ACTION ITEM: Only an exact repetition of the lines from the one that holds "Query: green tree" to the end of the records is wanted.

(Records from a collection)

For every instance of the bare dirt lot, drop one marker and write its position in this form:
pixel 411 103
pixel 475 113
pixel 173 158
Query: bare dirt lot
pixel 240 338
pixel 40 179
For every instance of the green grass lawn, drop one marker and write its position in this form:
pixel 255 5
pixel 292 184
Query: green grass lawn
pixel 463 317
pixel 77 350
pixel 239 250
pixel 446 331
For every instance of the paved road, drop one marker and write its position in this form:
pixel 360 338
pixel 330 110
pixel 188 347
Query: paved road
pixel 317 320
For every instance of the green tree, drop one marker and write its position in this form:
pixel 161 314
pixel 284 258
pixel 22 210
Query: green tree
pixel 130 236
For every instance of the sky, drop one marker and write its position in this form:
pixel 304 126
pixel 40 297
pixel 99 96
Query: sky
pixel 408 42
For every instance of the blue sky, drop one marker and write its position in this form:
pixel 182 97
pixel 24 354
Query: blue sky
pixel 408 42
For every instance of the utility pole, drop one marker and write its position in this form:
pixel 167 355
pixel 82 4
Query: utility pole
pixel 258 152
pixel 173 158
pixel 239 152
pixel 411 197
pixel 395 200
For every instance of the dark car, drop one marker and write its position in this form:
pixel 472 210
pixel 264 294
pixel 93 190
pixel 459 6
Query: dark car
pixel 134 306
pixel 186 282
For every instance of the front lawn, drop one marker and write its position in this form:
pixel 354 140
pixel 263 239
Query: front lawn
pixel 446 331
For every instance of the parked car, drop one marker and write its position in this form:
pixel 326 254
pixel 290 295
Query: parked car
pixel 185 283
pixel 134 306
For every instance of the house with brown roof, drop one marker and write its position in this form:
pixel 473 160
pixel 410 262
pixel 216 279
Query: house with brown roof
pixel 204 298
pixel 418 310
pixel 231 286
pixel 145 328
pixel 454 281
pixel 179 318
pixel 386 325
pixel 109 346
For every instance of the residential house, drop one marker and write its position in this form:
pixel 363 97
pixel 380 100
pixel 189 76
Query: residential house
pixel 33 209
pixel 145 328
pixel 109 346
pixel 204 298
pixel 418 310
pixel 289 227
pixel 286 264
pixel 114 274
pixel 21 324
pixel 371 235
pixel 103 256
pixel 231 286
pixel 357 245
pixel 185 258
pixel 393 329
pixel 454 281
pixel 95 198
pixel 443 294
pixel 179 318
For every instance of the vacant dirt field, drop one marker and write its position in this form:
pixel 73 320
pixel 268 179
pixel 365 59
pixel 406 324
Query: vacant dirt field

RESULT FOR THIS EXERCISE:
Query: green tree
pixel 130 236
For every instance of the sky, drop one marker and write its position in this form:
pixel 304 126
pixel 40 297
pixel 99 96
Query: sky
pixel 408 42
For every instance of the blue sky, drop one marker and write its position in this form:
pixel 182 97
pixel 24 354
Query: blue sky
pixel 408 42
For every instance of the utility pole, drop one marker and write its position in this form:
pixel 167 355
pixel 82 4
Query: utility pole
pixel 258 152
pixel 173 158
pixel 239 152
pixel 411 197
pixel 395 200
For every instance of the dark car, drop one marker and write its position in this form:
pixel 472 210
pixel 264 294
pixel 93 190
pixel 459 6
Query: dark car
pixel 134 306
pixel 186 282
For every instance of the front lawn, drop one marker and write its position in this form:
pixel 354 140
pixel 263 239
Query: front lawn
pixel 446 331
For every instance of the parked car, drop one marker and write its position in this form:
pixel 326 254
pixel 290 295
Query: parked car
pixel 185 283
pixel 134 306
For every instance of the house with brown roof, drop one marker and write its position in this form:
pixel 473 160
pixel 410 262
pixel 216 279
Query: house with brown roof
pixel 204 298
pixel 418 310
pixel 231 286
pixel 145 328
pixel 454 281
pixel 179 318
pixel 386 325
pixel 109 346
For every instance of the residential house, drop one marker and write its position in this form:
pixel 363 97
pixel 380 100
pixel 189 76
Query: residential house
pixel 33 209
pixel 145 328
pixel 109 346
pixel 204 298
pixel 418 310
pixel 289 227
pixel 286 264
pixel 114 274
pixel 21 324
pixel 371 235
pixel 103 256
pixel 231 286
pixel 357 245
pixel 185 258
pixel 393 329
pixel 454 281
pixel 95 198
pixel 443 294
pixel 179 318
For every instance of the vacant dirt field, drop one marker and write its position in this form:
pixel 73 320
pixel 268 179
pixel 365 59
pixel 406 324
Query: vacant dirt field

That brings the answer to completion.